Which lines of the records contain the word "lesson"? Copy each one.

Dataset excerpts Block Start

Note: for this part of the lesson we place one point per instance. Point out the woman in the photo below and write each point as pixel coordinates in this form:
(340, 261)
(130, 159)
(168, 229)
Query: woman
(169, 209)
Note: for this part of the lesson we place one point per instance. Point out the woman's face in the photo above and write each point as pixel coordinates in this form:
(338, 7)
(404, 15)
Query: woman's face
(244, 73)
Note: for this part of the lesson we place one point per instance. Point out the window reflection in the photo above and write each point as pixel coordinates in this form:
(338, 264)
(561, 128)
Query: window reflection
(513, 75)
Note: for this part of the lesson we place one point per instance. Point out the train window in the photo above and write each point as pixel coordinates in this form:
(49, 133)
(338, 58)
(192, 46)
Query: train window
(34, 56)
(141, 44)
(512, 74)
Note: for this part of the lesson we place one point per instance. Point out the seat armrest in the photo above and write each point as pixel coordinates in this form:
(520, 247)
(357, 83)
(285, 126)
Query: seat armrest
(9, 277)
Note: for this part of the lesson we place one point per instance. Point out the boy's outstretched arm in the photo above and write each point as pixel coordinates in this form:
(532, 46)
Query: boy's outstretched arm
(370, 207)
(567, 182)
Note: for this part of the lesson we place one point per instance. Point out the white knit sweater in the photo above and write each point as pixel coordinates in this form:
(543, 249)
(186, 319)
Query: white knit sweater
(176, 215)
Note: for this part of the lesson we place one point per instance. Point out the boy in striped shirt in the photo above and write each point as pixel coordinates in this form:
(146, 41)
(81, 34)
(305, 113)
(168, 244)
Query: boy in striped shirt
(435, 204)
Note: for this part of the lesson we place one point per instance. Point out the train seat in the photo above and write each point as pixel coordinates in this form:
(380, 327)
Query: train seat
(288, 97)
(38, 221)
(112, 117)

Dataset excerpts Block End

• **Solved exercise**:
Note: for this part of the lesson we place one point per instance. Point out the woman in the photo below and write each point as pixel coordinates in this form:
Note: for this part of the lesson we place one point per instance. Point out the woman's face in the photo above and write each point as pixel coordinates in this form:
Note: for this part of the lesson we place one point per instance. Point out the window reflection in the photo above and write each point as pixel coordinates in this form:
Note: for this part of the lesson we place one point per instance. Point out the train window in the photo above and write each point as pixel coordinates in this form:
Note: for this part of the lesson we place one point per instance. Point out the seat armrest in the photo above and write each point as pixel coordinates in this form:
Note: for this part of the lesson we place one point per instance. Point out the boy's outstretched arm in the photo above and write each point as pixel coordinates in this form:
Note: for this part of the lesson we place one point per instance. Point out the white knit sweater in the photo above and write each point as pixel coordinates in this form:
Note: for this part of the lesson we place one point per instance. Point out the boy in striped shirt in the photo above and write each point as pixel coordinates in this form:
Note: for this part of the lesson we place one point per instance. Point out the train seat in the photo above and write each point as pixel coordinates in this form:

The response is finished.